■ **Source passage**
# # # #

Kroeze, Werkman and Brug 6
recently conducted a systematic review on randomized trials of computer tailored interventions for physical activity and dietary behaviors. Kroeze et al. identified 30 studies that were delivered to adult participants without person-to-person contact (i.e., by mail, computer, or other media device). The authors concluded that the evidence in favor of computer tailored interventions for dietary behaviors was strong but there was little evidence for effective computer-based physical activity interventions.
A distinction can be drawn between interventions that use computer-tailored materials (such as pamphlets, newsletters, and reports) and interactive computerized interventions where participants actually use the technology (such as websites and handheld computers). These applications can be thought of as “first” and “second” generation computerized interventions, respectively.
The present systematic review differed substantially from the review by Kroeze and colleagues 6
both in purpose and included studies. The purpose of this review is to present a description of studies that feature second generation computerized interventions for physical activity and diet behaviors. Here, eHealth is defined as any form of interactive technology (e.g., e-mail, Internet, CD-ROM program, handheld computer, kiosk, etc.) used by program participants to facilitate behavior change. The intention was to include a broad survey of studies that evaluated interventions where the interactive technology was either the main component or subcomponent of the intervention. This review provides a descriptive evaluation of interactive eHealth interventions for physical activity, dietary behaviors and combined activity and dietary interventions for weight loss. For each study, we assessed the quality of the study design, types of intervention technologies, use of behavior change theory, and the nature of the findings.
Data Sources and Search Terms
Systematic literature searches were performed using five databases (Medline, PsychInfo, CINAHL, ERIC, Cochrane Library) to retrieve articles written in English relating to eHealth interventions for physical activity, dietary behaviors, or weight loss among adults, as well as children. No beginning time limit was employed for search criteria as studies involving eHealth technology were expected to be relatively current. Searches were performed through 2005. Literature searches were conducted separately by two researchers for each domain and results compiled. The reference lists of retrieved articles were scanned for additional articles. A number of search terms were used to represent eHealth (e.g.: web, computer, e-mail, multi-media, Internet, PDA, cell phone) and the target domains of nutrition (e.g.: diet, fruit, vegetable, fat, healthy eating), physical activity/exercise, and obesity (e.g.: weight loss, body mass index, obesity).

# # # #

(Point localization data)
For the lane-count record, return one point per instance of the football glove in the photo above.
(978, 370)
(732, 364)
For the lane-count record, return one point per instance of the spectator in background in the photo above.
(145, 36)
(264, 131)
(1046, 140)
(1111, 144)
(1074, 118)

# # # #

■ **Exercise set**
- a) In the eHealth review passage, which five databases were searched?
- b) Resume the eHealth review passage, starting right after its final sentence.
These rows are separate from the eHealth review passage.

■ **Task-by-task outputs**
- a) Medline, PsychInfo, CINAHL, ERIC, and the Cochrane Library.

- b)
Several criteria were established for inclusion. Articles published in scientific journals were included. Book chapters, abstracts from conference proceedings, and dissertations were excluded. Studies that intervened on physical activity, dietary behaviors or a combination of both were included. Only studies utilizing randomized or quasi-experimental designs were included. Target outcomes had to be measured at baseline and at follow-up. Studies examining the effectiveness or feasibility of interventions were included, while those focusing on acceptability or descriptions of technology-based interventions were excluded. Interventions had to be delivered using some type of electronic technology either as the main intervention component or as an adjunct component in the intervention program. Participants were not required to input information into the technology application (either for assessment or tailoring purposes) but they did have to receive information (such as educational messages) and directly interface with the eHealth technology. Therefore, interventions utilizing computer-assisted tailored feedback with no participant interaction were excluded. For example, some studies were identified where participants received computer generated tailored print materials but the participants did not interact with the technology (e.g., 11-13
Study quality was rated on nine methodological characteristics and each study was given a score calculated as the percent of the maximum obtainable score. Tabulated quality scores along with scoring criteria rules are presented in (see online Appendix at www.ajpm-online.net
). Two researchers independently ranked each study and then compared rankings for agreement. Ranking disagreements were discussed among the co-authors and an agreed upon score was assigned. Each study was also characterized by the level of support for the eHealth intervention enhancing behavior change compared to a control condition. This index was a three-level ranking based on statistically significant effects where “+” indicated favoring the eHealth intervention condition, “o” indicated indeterminate findings, and “−” indicated the eHealth intervention condition resulted in worse outcomes than the comparison condition.
Study Design Quality Tabulation and Coding Criteriaa
Because of the heterogeneity of studies with respect to study designs, participants, measures and outcomes; a meta-analysis was not conducted to estimate a pooled effect size. For studies with designs that specifically isolated and tested the effect of the eHealth technology in comparison to a control group that did not receive the technology), effect sizes were estimated. Effect sizes (r) were interpreted as 0.10, small effect; 0.24, medium effect; 0.37 large effect.14
Eighty-six studies were initially identified for potential inclusion. Thirty-seven studies were excluded due to: lack of behavioral outcomes (17 studies), no participant interaction with the eHealth technology (12 studies), focus on descriptions of the eHealth intervention with no data provided (3 studies), articles that were sub-studies of included studies (2 studies), articles that were published abstracts (2 studies), and an indeterminate nature of the study intervention (1 study). A list of excluded studies is available from the first author.
Of the 49 included articles, 13 articles focused on physical activity, 16 on dietary behaviors, and 20 on both physical activity and dietary behavior change. All articles were published between 2000 and 2005. presents the study design quality scores for each study. The average design scores were 56% for physical activity, 68% for dietary behaviors, and 72% for the combined activity and diet studies. While most studies included a control group (91%), used individual randomization to treatment groups (74%), and validated measures of behavior change (79%); many studies did not isolate the eHealth technology in the design (51%) or present a rationale for sample size (38%).
Sample size, coded behavior change, and study design quality score for included in the studies.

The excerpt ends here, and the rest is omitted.